(Collected data)

— begin —

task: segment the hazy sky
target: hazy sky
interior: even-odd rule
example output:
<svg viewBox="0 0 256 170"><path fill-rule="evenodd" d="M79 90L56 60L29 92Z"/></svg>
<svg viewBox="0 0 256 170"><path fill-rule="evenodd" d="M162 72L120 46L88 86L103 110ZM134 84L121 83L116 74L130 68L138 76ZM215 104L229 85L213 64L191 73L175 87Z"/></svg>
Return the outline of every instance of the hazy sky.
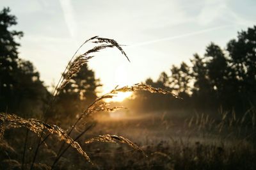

— end —

→ **Exercise**
Edit the data above so that "hazy sky" becomes "cloudy sky" everywhere, with nothing else changed. Leave the pictures out of your version.

→ **Exercise response**
task: segment the cloudy sky
target: cloudy sky
interior: even-odd rule
example output:
<svg viewBox="0 0 256 170"><path fill-rule="evenodd" d="M79 90L56 60L29 92Z"/></svg>
<svg viewBox="0 0 256 170"><path fill-rule="evenodd" d="M162 72L120 46L88 86L103 110ZM134 84L121 83L116 74L130 68L138 76ZM215 104L229 85L213 64L191 73L175 87Z"/></svg>
Return the outline of every instance of the cloudy sky.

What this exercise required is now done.